#### Extrait du document ####
Devenir esclave dans notre pays à notre époque…
Peut-on encore, au XXIe siècle, en France, disparaître du regard de la société, vivre une existence, plutôt une non-existence d’esclave qui donne un avant-goût de l’enfer ?
Théo vient de purger dix-neuf mois d’emprisonnement pour avoir frappé son frère qui, dans sa chute, s’est brisé les cervicales. Il est totalement paralysé. Théo l’a frappé parce qu’il a couché avec Lil, sa femme. En sortant, par pure vengeance, il rend visite à son frère, pour constater son état de « légume », lui le chirurgien talentueux promis à un bel avenir. Théo lui crie sa haine quand une infirmière surgit qui déclenche une alarme. Il s’enfuit car il est interdit de périmètre et a trop peur de retrouver la prison et sa violence. Pour se faire oublier, Théo se retire dans une zone déserte. Il prend une chambre dans un gîte tenu par Mme Mignon et retrouve l’envie de marcher, de faire de longues balades. C’est Mme Mignon qui lui indique un point panoramique ignoré du monde. Sur place, après avoir emprunté un sentier dissimulé, il arrive près d’une maison. Un vieillard, d’abord méfiant, l’invite à prendre une tasse de café. Un coup sur la tête et il reprend conscience dans une cave, enchaîné à un mur. C’est l’incompréhension.
Une voix le ramène à la réalité. Il s’agit de Luc qui, depuis huit ans est l’esclave de deux vieux, Joshua et Basile, le plus dangereux. Théo refuse cette réalité. Mais, l’absence de nourriture et surtout d’eau, l’amène à céder. Il a été capturé parce que Luc s’est brisé le tibia et que les deux tortionnaires ont besoin d’un remplaçant. Ils lui ont fait creuser une fosse à côté de la planche qui lui sert de lit. Théo se jure de se sauver malgré une chaîne aux pieds, et la vigilance de ses geôliers qui ne se relâchent pas. Il pense que sa disparition va inquiéter et que des recherches vont être entreprises, jusqu’à ce qu’il apprenne que Mme Mignon est la sœur complice des deux monstres…
Sandrine Collette place son récit dans une zone de moyenne montagne, un lieu peu prisé des touristes. Elle choisit un héros qui, par les circonstances, se trouve momentanément isolé et l’entraîne dans une lutte pour la survie. Elle décrit fort bien l’état d’esprit de son personnage, les différentes phases par lesquelles il passe. D’abord l’incrédulité, l’incompréhension, le refus, le déni, la révolte. Puis, face aux privations, une soumission de circonstance, l’attente d’un moment favorable. L’accablement quand il comprend qu’il ne recevra aucune aide extérieure. Enfin, la résignation, l’acceptation, pour arriver au syndrome de Stockholm avec l’attachement à ses bourreaux, la recherche de leur satisfaction, de leur reconnaissance. Ces différentes étapes sont ponctuées de phases de rébellion avec la volonté de s’en sortir. L’auteur retrace les brimades, les humiliations que subit Théo pour l’amener à se soumettre.
#### Données enregistrées ####
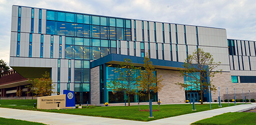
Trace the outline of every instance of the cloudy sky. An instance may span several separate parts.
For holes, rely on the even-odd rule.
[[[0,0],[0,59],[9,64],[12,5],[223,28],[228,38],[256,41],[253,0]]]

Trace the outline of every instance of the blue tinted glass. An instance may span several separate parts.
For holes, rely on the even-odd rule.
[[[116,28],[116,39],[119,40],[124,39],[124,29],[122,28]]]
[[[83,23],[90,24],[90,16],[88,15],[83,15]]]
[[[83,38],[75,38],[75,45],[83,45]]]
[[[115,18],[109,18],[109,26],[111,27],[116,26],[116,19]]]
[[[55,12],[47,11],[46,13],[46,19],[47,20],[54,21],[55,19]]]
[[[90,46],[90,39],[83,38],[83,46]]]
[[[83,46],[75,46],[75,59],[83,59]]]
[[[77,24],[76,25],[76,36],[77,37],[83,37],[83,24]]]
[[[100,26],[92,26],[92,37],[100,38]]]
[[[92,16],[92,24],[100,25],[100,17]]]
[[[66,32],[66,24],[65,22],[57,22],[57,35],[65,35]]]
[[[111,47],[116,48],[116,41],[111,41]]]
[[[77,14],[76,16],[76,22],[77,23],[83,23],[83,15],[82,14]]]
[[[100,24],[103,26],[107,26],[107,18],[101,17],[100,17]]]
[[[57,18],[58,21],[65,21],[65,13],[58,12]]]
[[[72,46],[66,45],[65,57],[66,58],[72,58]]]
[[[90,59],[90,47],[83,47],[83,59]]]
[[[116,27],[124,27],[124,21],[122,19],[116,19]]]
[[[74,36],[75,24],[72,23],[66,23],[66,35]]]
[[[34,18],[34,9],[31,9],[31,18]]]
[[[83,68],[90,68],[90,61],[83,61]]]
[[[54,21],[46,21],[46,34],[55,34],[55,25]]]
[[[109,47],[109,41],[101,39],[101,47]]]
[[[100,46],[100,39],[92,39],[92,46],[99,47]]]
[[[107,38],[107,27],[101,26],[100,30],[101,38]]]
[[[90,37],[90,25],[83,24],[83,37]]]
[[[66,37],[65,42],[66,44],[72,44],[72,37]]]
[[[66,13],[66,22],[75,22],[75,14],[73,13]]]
####
## Consigne
Dans le compte rendu de roman ci-dessus, relevez tous les personnages de l'histoire qui sont désignés par un nom ou un prénom.

## Réponse
Théo, Lil, Mme Mignon, Luc, Joshua, Basile